■ **Ausgewählter Auszug**
----------

Interview mit Prof. Dr. Uwe Bittlingmayer, Verbundkoordinator des Projekts "Schule tatsächlich inklusiv" (StiEL)

1. Herr Bittlingmayer, was ist ihre persönliche Motivation, sich mit Fragen der inklusiven Bildung zu beschäftigen?

Meine Motivation hat mehrere Wurzeln. Zum einen komme ich von meiner soziologischen Ausbildung her aus einer recht spezifischen Variante der ungleichheitsorientierten Bildungsforschung, die versucht, die Bildungsungleichheit zu Grunde liegenden Mechanismen zu erklären. Zum anderen wurde mir, als ich zum ersten Mal die Behindertenrechtskonvention1 im Zusammenhang mit dem berühmten Report von Vernor Muňoz2 gelesen habe, deutlich, dass über das Thema der Inklusion von Kindern und Jugendlichen Fragen der Gerechtigkeit im Bildungssystem beinahe schonungslos thematisiert werden können. Ohne in sinnlose Grabenkämpfe nach der richtigen theoretischen Verortung einzutreten. Das Thema hat mich seitdem nicht mehr losgelassen. Die Idee, dass Menschen mit beliebigen Einschränkungen normaler Teil menschlicher Heterogenität sind, und alle Menschen das Recht auf qualitativ bestmögliche Bildung haben, liefert einen ruhigen Maßstab, um Bildungssysteme zu beurteilen. Dieser Maßstab kann die schlimmen Unzulänglichkeiten des deutschen Bildungssystems ins Rampenlicht stellen, ohne auf weitreichende gesellschaftstheoretische Debatten angewiesen zu sein.

2. Wie würden Sie ihr Projekt in einem Satz beschreiben?

Wir haben das ehrgeizige Ziel, Lehrkräfte, die mit Inklusion konfrontiert sind, nachhaltig durch Fortbildungen zu unterstützen. Gleichzeitig untersuchen wir die Effekte der von uns entwickelten Fortbildungen in den Bundesländern Baden-Württemberg, Brandenburg und Nordrhein-Westfalen für Schülerinnen und Schüler. Wir fragen beispielsweise, ob Mobbingraten von Kindern und Jugendlichen mit Behinderungen zurückgehen oder ob sich das Klassenklima – trotz Inklusion! – verbessert.

3. Sie haben mit verschiedenen Expertinnen und Experten Interviews geführt, um die Fortbildungsbedarfe und Herausforderungen von Lehr- und weiteren pädagogischen Fachkräften zu identifizieren. Was war bislang für Sie die erstaunlichste Erkenntnis?

----------

■ **Einträge eines Datensatzes**

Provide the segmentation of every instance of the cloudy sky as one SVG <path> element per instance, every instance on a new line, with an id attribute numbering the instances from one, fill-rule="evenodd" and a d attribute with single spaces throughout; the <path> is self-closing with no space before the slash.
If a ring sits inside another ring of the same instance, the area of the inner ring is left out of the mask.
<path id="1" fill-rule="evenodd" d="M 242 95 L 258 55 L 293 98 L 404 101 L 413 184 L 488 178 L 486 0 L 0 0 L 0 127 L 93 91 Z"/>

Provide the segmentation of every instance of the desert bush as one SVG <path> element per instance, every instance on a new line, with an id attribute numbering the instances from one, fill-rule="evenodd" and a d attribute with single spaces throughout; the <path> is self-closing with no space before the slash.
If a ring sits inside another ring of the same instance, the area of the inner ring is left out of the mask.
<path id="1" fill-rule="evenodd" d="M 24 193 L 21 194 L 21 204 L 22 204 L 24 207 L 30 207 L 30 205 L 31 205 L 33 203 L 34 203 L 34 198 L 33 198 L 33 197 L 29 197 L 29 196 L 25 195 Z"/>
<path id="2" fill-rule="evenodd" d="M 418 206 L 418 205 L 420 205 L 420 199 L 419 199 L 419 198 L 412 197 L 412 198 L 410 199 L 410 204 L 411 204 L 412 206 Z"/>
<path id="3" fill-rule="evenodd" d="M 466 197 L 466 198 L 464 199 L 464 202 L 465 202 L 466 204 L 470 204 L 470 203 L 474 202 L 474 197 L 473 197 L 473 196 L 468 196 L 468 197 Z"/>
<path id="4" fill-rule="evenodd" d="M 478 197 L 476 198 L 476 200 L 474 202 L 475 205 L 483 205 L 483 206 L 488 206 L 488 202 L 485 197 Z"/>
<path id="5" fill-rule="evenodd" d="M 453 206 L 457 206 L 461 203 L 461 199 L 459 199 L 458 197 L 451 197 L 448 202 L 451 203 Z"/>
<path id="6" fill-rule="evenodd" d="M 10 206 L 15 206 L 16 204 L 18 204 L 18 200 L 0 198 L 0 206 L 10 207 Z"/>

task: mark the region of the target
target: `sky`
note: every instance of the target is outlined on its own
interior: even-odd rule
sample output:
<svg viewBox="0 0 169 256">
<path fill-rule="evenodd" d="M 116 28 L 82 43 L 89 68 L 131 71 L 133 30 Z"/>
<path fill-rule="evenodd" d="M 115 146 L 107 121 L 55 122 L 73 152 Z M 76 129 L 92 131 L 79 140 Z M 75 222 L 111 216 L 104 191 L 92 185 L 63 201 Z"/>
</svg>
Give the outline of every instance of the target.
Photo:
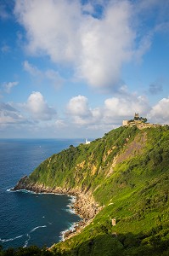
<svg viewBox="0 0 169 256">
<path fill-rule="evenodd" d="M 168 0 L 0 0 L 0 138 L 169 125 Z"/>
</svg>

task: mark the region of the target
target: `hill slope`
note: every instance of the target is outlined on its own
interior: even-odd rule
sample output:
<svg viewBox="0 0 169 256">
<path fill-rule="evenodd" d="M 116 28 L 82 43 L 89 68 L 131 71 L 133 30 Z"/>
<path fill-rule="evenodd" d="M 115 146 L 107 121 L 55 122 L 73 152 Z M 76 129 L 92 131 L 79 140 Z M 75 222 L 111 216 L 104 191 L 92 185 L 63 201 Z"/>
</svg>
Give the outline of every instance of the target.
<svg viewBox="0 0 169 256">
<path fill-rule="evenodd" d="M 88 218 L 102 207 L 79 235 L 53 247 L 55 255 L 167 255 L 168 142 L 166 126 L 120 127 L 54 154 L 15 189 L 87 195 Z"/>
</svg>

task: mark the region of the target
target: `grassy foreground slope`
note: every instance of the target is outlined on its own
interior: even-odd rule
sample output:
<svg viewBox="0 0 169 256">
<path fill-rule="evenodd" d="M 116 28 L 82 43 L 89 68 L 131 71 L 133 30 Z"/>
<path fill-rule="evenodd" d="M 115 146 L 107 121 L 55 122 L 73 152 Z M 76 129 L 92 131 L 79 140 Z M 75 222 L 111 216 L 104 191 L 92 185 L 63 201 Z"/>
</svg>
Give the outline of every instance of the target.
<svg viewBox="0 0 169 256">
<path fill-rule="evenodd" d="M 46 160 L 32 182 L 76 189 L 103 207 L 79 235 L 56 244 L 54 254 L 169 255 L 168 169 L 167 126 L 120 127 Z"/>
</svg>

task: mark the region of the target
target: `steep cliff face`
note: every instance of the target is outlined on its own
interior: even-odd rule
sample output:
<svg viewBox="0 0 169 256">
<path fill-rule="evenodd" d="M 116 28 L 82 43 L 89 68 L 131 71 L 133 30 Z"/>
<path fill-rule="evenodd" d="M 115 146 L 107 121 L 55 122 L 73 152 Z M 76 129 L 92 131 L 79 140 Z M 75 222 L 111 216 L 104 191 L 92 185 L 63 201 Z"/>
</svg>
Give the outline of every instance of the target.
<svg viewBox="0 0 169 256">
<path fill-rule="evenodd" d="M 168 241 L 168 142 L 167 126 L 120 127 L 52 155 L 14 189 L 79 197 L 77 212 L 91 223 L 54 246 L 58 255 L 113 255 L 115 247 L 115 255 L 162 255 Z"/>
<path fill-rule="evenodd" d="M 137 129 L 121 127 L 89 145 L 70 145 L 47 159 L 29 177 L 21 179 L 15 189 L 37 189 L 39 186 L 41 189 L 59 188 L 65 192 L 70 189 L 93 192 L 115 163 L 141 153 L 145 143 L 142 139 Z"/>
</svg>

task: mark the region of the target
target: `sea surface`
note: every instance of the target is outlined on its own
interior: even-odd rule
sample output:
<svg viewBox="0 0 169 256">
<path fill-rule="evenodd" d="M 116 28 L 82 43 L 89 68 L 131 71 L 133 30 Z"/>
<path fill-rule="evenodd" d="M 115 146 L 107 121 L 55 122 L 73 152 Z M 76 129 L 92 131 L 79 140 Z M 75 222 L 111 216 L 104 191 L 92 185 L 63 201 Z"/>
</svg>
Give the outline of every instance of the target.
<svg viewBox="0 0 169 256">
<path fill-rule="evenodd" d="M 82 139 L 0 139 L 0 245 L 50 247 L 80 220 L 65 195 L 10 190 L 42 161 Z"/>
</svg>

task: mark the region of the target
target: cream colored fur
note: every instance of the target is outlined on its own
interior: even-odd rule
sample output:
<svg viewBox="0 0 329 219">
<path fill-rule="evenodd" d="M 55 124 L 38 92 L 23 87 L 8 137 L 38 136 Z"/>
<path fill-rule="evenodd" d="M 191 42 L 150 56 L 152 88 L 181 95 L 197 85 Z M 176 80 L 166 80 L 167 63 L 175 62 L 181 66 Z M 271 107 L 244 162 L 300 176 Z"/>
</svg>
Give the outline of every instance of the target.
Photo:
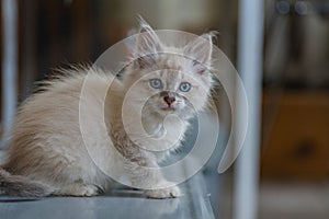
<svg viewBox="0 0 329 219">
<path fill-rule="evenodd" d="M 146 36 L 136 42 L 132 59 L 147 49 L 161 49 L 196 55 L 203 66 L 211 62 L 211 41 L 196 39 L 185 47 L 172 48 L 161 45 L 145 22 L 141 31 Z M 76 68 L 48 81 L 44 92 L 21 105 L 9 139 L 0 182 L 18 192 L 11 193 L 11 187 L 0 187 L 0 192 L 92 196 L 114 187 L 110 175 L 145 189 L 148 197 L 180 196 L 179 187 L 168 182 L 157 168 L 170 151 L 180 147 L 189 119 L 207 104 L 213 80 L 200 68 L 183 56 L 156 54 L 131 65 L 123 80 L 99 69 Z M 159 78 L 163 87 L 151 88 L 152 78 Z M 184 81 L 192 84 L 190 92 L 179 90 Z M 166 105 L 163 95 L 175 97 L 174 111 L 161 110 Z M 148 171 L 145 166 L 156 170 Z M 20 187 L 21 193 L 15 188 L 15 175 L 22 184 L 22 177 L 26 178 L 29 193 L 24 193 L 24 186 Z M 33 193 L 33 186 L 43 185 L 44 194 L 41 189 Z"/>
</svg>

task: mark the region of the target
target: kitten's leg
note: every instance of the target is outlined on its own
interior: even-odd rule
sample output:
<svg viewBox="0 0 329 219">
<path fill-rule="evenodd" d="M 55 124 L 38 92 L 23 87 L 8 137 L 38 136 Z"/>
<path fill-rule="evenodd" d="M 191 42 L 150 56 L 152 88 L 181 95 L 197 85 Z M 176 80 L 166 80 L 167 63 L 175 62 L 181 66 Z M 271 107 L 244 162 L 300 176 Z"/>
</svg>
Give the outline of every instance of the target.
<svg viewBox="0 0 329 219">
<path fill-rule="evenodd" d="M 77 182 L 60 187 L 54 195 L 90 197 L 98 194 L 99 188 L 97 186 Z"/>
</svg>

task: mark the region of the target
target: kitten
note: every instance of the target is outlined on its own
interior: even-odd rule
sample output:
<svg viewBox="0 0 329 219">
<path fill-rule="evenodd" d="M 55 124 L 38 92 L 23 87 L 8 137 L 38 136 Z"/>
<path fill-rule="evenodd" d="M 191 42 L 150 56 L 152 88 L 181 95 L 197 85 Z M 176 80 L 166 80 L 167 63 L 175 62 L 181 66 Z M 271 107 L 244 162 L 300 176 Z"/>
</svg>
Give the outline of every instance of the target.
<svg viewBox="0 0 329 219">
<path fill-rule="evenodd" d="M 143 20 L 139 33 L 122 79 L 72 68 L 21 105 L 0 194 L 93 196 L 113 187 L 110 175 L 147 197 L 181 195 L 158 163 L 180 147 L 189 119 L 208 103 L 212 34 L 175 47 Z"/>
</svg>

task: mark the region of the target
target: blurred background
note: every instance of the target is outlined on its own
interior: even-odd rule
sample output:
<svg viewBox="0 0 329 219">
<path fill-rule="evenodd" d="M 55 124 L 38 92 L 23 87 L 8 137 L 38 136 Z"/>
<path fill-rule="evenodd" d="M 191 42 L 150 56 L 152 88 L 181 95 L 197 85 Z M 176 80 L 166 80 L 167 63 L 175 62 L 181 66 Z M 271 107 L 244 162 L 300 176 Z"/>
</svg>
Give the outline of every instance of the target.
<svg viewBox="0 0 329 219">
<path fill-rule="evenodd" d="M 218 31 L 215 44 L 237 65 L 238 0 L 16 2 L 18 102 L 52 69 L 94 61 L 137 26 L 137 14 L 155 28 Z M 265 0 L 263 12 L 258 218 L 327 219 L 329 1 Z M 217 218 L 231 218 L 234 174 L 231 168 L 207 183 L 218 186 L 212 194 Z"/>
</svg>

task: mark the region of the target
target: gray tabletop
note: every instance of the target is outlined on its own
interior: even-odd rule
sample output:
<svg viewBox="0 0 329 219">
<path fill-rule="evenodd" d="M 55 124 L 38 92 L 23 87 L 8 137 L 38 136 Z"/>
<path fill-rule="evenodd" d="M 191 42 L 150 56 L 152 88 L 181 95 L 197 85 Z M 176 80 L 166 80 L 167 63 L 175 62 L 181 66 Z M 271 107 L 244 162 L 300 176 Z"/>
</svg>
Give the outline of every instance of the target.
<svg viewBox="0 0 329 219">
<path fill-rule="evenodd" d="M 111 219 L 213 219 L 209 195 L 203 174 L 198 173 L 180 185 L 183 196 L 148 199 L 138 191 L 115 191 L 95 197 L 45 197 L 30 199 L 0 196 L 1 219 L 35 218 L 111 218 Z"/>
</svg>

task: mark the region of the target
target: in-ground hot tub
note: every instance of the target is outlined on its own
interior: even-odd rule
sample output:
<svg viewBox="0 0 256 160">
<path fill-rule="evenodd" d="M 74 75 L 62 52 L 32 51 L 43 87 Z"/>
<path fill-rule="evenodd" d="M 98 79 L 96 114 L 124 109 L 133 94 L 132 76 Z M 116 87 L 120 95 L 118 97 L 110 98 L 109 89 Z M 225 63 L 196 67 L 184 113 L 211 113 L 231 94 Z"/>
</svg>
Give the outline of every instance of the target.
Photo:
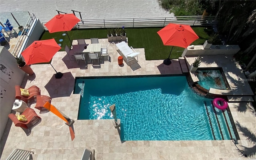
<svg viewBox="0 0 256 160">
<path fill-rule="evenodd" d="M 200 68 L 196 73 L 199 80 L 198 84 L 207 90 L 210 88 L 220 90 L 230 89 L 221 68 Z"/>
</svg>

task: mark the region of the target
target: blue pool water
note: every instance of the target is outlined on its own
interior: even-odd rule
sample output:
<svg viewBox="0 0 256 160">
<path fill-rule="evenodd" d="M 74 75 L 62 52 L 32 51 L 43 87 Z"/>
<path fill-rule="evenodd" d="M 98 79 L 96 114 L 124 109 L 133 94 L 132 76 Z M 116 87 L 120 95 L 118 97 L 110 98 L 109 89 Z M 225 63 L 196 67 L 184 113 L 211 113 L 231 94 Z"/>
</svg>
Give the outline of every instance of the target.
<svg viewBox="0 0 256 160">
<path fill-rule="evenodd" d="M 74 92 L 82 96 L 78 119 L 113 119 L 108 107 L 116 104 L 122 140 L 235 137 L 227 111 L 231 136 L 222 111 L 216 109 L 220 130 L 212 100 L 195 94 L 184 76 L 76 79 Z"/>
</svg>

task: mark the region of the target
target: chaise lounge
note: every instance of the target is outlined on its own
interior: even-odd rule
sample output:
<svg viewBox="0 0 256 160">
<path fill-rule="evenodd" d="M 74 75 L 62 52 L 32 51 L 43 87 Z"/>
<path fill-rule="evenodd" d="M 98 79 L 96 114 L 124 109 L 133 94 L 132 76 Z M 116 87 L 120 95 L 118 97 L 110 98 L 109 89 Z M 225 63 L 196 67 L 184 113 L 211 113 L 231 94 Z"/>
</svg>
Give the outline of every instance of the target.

----------

■ **Zielsetzung 1**
Fasse das Interview zur inklusiven Bildung in zwei Sätzen zusammen.
■ **Zielsetzung 2**
Knüpfe an das Interview zur inklusiven Bildung an und setze es im Anschluss an die zuletzt gestellte Frage fort.

■ **Endergebnis 1**
Uwe Bittlingmayer, Verbundkoordinator des Projekts „Schule tatsächlich inklusiv“ (StiEL), sieht in der Inklusion einen ruhigen Maßstab, mit dem sich Fragen der Gerechtigkeit im Bildungssystem und die Unzulänglichkeiten des deutschen Bildungssystems sichtbar machen lassen. Sein Projekt will Lehrkräfte durch Fortbildungen nachhaltig unterstützen und untersucht deren Effekte für Schülerinnen und Schüler in Baden-Württemberg, Brandenburg und Nordrhein-Westfalen, etwa bei Mobbingraten und beim Klassenklima.

■ **Endergebnis 2**
In unseren Interviews mit Lehrpersonen, Schulleitungen, Schulsozialarbeiterinnen und -sozialarbeitern sowie weiteren pädagogischen Berufsgruppen war das Auffälligste die unglaubliche Bandbreite der Inklusionsverständnisse, Probleme, Herausforderungen sowie der Fortbildungsbedarfe und -wünsche. Gleichzeitig haben wir sehr vielfältige berufsbiographische Erfahrungen, professionelle Selbstverständnisse und spezifische schulformbezogene und einzelschulische Bedingungen festgestellt. Unterm Strich lässt sich sagen, dass es die Lehrperson oder die Schulleitung nicht gibt.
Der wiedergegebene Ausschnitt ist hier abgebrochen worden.